**What you need to do**:
Render the whole listing below as a numbered list with blank lines omitted, and leave the pictures out.

**Working data**:
***
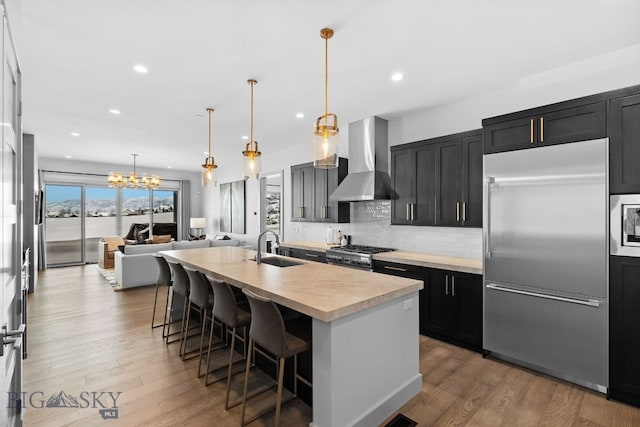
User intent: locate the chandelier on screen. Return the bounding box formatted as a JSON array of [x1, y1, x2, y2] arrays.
[[107, 154, 160, 190]]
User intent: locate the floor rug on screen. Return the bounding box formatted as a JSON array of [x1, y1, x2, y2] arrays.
[[385, 414, 418, 427], [96, 264, 122, 291]]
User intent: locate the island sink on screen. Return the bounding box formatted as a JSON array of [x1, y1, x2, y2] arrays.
[[249, 256, 304, 267]]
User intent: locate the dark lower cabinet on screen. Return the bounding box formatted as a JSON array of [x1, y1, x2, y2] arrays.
[[374, 261, 482, 351], [424, 269, 482, 350], [609, 256, 640, 406]]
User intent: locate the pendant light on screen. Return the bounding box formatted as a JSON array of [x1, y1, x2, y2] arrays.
[[202, 108, 218, 187], [242, 79, 261, 179], [313, 28, 338, 169]]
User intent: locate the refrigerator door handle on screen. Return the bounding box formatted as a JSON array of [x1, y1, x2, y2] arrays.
[[484, 176, 496, 259], [486, 283, 600, 307]]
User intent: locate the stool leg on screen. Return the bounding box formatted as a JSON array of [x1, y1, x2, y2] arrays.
[[162, 286, 171, 338], [224, 328, 236, 410], [178, 299, 191, 360], [274, 357, 285, 427], [198, 308, 213, 378], [241, 337, 253, 426], [151, 282, 160, 329], [204, 316, 218, 386]]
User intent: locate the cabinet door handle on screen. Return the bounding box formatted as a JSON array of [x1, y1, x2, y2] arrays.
[[384, 265, 407, 271], [529, 119, 533, 144]]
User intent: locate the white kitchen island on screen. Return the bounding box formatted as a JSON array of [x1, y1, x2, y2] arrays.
[[160, 247, 423, 427]]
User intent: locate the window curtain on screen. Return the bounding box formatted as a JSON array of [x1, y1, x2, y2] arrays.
[[178, 179, 191, 240]]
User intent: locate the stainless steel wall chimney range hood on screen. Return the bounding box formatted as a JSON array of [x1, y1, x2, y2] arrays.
[[329, 117, 395, 202]]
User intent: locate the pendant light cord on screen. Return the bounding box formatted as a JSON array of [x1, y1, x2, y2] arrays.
[[324, 33, 329, 120], [249, 80, 255, 145]]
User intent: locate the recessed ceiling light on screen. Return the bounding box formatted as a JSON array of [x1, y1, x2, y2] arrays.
[[133, 64, 149, 74]]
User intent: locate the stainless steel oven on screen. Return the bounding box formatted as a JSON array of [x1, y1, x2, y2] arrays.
[[609, 194, 640, 257]]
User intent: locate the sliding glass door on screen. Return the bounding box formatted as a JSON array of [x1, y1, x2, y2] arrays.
[[45, 184, 82, 265], [44, 181, 180, 267]]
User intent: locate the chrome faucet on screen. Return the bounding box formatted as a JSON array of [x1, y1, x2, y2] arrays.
[[256, 230, 280, 264]]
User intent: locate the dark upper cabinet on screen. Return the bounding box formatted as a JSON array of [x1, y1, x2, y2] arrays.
[[609, 94, 640, 194], [435, 138, 462, 226], [291, 158, 350, 222], [391, 129, 482, 227], [460, 132, 483, 227], [609, 256, 640, 406], [391, 147, 416, 224], [482, 100, 607, 154]]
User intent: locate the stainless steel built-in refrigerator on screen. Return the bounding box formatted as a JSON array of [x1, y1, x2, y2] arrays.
[[483, 139, 609, 392]]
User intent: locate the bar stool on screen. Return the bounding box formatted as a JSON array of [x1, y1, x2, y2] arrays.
[[165, 261, 189, 357], [241, 289, 309, 426], [182, 267, 213, 372], [205, 276, 251, 410], [151, 253, 171, 338]]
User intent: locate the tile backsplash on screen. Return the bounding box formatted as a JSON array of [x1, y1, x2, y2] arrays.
[[285, 200, 482, 259]]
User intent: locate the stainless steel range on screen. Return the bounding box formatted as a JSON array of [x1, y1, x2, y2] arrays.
[[327, 245, 395, 271]]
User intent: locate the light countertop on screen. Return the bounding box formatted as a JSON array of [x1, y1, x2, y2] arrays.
[[280, 241, 482, 274], [160, 246, 423, 322]]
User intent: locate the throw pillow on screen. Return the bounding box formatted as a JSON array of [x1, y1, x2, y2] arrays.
[[188, 234, 207, 241], [149, 234, 171, 243]]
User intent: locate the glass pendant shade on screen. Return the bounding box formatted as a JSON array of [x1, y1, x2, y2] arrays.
[[242, 141, 262, 179], [313, 114, 338, 169], [202, 157, 218, 187]]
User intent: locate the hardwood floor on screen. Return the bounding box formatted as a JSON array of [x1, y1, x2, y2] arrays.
[[23, 265, 640, 427]]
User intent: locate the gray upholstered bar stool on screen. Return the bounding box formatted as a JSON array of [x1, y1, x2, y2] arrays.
[[182, 267, 213, 372], [241, 289, 309, 426], [205, 276, 251, 409], [151, 253, 171, 338], [165, 261, 189, 350]]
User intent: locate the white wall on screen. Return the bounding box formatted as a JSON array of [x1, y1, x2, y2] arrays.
[[203, 58, 640, 258]]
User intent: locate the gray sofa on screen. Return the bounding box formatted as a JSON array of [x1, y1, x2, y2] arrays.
[[114, 239, 244, 289]]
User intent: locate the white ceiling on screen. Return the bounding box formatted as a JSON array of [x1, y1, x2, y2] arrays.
[[19, 0, 640, 172]]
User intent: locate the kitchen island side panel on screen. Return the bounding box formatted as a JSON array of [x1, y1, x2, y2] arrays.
[[312, 292, 422, 427]]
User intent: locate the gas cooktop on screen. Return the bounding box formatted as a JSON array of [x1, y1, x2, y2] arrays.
[[330, 245, 395, 254]]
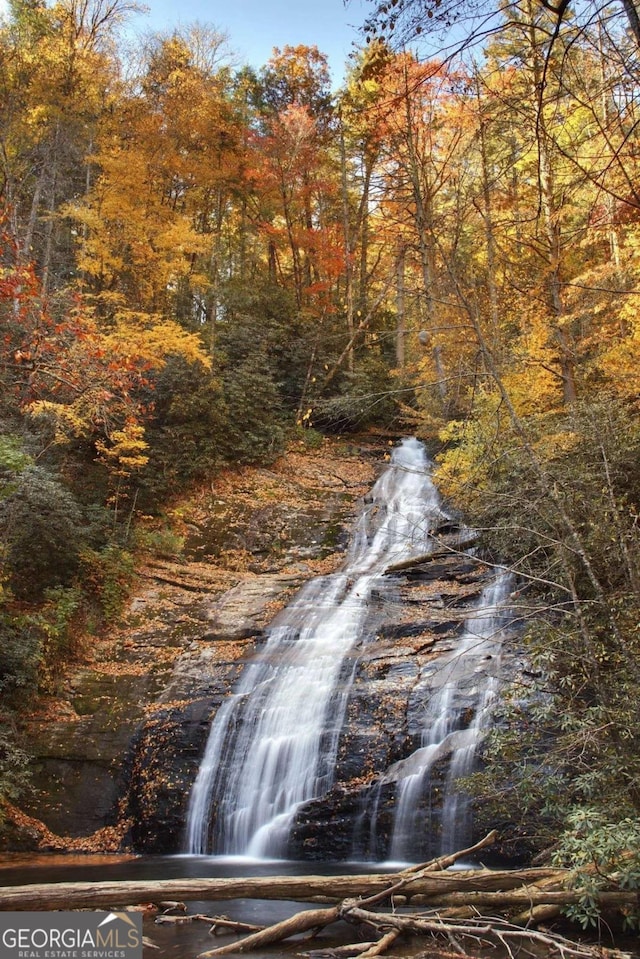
***
**Output for this task**:
1. User intent: locate the chandelier on screen. Return the bounding box formatted as a JSON array of [x1, y1, x2, y2] arrays.
2. [[107, 154, 160, 190]]
3. User intent: locate the floor rug on screen. Return the bounding box formatted as a JSON array of [x1, y1, x2, y2] arrays.
4. [[385, 414, 418, 427], [96, 264, 122, 291]]
5. User intent: locate the island sink on screen. Return the bounding box formatted as a JSON array of [x1, y1, x2, y2] arrays.
6. [[249, 256, 304, 267]]
7. User intent: locate the dark lower cabinet on screen. Return the bounding box formatted as a JSON array of [x1, y1, x2, y2] arrays.
8. [[374, 261, 482, 351], [424, 269, 482, 350], [609, 256, 640, 406]]
9. User intent: locate the pendant light on screen. Return the bounding box formatted as a JSON array of [x1, y1, x2, y2] arrays.
10. [[202, 108, 218, 187], [242, 79, 261, 179], [313, 28, 338, 169]]
11. User intent: locate the refrigerator door handle on screen. Return the bounding box formatted as a JSON array of [x1, y1, x2, y2] arrays.
12. [[484, 176, 496, 259], [486, 283, 600, 307]]
13. User intent: locate the stool leg on screen. Return the bounding box formatted as a JSON array of [x1, y1, x2, y2] arrays.
14. [[162, 286, 171, 338], [224, 328, 236, 410], [178, 299, 191, 360], [274, 357, 285, 427], [198, 308, 213, 378], [241, 337, 253, 426], [151, 282, 160, 329], [204, 316, 218, 386]]
15. User intent: locate the cabinet door handle on screen. Return the bounding box formatted as a JSON array of [x1, y1, x2, y2] arrays.
16. [[384, 265, 407, 271], [529, 119, 533, 144]]
17. User intent: locate the white kitchen island on screen. Return the bounding box formatted as a JSON array of [x1, y1, x2, y2] arrays.
18. [[160, 247, 423, 427]]
19. User intent: locate the window curtain on screen. Return the bounding box formatted as a JSON array of [x1, y1, x2, y2] arrays.
20. [[178, 179, 191, 240]]
21. User intent: locate the stainless steel wall chimney range hood on screen. Return the bounding box formatted as a JSON array of [x1, y1, x2, y2] arrays.
22. [[329, 117, 395, 202]]
23. User intent: locate the pendant light cord on screen. Return the bounding box formatted as a JSON array of [x1, y1, x2, y2] arrays.
24. [[324, 33, 329, 120], [249, 80, 255, 145]]
25. User intent: locate the recessed ceiling light on screen. Return the bounding box formatted as a JSON array of [x1, y1, x2, y2] arrays.
26. [[133, 64, 149, 74]]
27. User intent: locate the stainless steel oven on screen. Return the bounding box formatted as a JSON array of [x1, y1, x2, y2] arrays.
28. [[609, 194, 640, 257]]
29. User intent: locate the sliding glass door on screen. Return the bounding box formatted as a JSON array of [x1, y1, x2, y2] arrays.
30. [[45, 184, 82, 265], [44, 181, 180, 267]]
31. User intent: locate the chrome faucet on screen. Return the bounding box formatted as a JSON array of [x1, y1, x2, y2] arrays.
32. [[256, 230, 280, 264]]
33. User intent: locate the dark upper cabinet on screen. Return the bounding box formatted as a JSON array of [x1, y1, x2, y2] arrays.
34. [[609, 94, 640, 194], [435, 138, 462, 226], [291, 158, 350, 222], [391, 129, 482, 227], [460, 132, 483, 227], [609, 256, 640, 406], [391, 147, 416, 224], [482, 100, 607, 154]]
35. User intent: locate the stainless steel built-in refrigerator on screen. Return the bounding box formatted as a JSON array of [x1, y1, x2, y2] arrays.
36. [[483, 139, 609, 392]]
37. User intent: locate the bar stool on screen. Return the bounding box formatted as a JSON array of [x1, y1, x2, y2] arrays.
38. [[165, 261, 189, 357], [241, 289, 309, 426], [182, 267, 213, 372], [205, 276, 251, 410], [151, 253, 171, 338]]
39. User intent: locate the tile backsplash on screen. Return the bounding box formatted as a JSON array of [x1, y1, x2, y2] arrays.
40. [[285, 200, 482, 259]]
41. User intent: locate the stainless steel range on screen. Return the bounding box formatted as a JSON array of [x1, y1, x2, y2] arrays.
42. [[327, 245, 395, 271]]
43. User intent: locate the light countertop on screen. Return the bounding box formatted as a JSON array of [x1, y1, x2, y2] arrays.
44. [[280, 241, 482, 274], [160, 246, 423, 322]]
45. User intent: locate the throw pillow on screen. Return the bounding box formatted as a JSON array of [x1, y1, x2, y2] arrays.
46. [[188, 234, 207, 241], [149, 234, 171, 243]]
47. User intent: locate the glass pendant shade on screen. Return the bounding box formatted as a JSON array of [x1, y1, x2, y2] arrays.
48. [[242, 141, 262, 179], [313, 114, 338, 169], [202, 157, 218, 187]]
49. User intent: locate the hardwood floor on screen. Return the bounding box formatted as a JSON array of [x1, y1, x2, y2] arrays.
50. [[23, 265, 640, 427]]
51. User intent: locate the gray upholstered bar stool on screen. Return the bounding box formatted as a JSON array of [x1, y1, x2, y2] arrays.
52. [[182, 267, 213, 372], [241, 289, 309, 426], [205, 276, 251, 409], [151, 253, 171, 338], [165, 261, 189, 350]]
53. User intent: locate the white wall on screen. Return the bounding box formatted as a JSON array of [x1, y1, x2, y2] arrays.
54. [[203, 58, 640, 258]]
55. User intent: locate the gray sofa on screen. Return the bounding box formatted as a JSON array of [x1, y1, x2, y2] arrays.
56. [[114, 239, 244, 289]]
57. User intent: locate the white ceiling on screen. Return the bounding box formatted as a JSON array of [x1, y1, x2, y2] arrays.
58. [[19, 0, 640, 172]]
59. User intent: locate the kitchen island side panel on screen. Return the bounding box formatted as a JSON array of [x1, y1, x2, y2] arrays.
60. [[312, 292, 422, 427]]
61. User intent: locate the gas cooktop on screen. Return the bounding box formatted as a JSON array of [x1, y1, x2, y2] arrays.
62. [[330, 245, 395, 254]]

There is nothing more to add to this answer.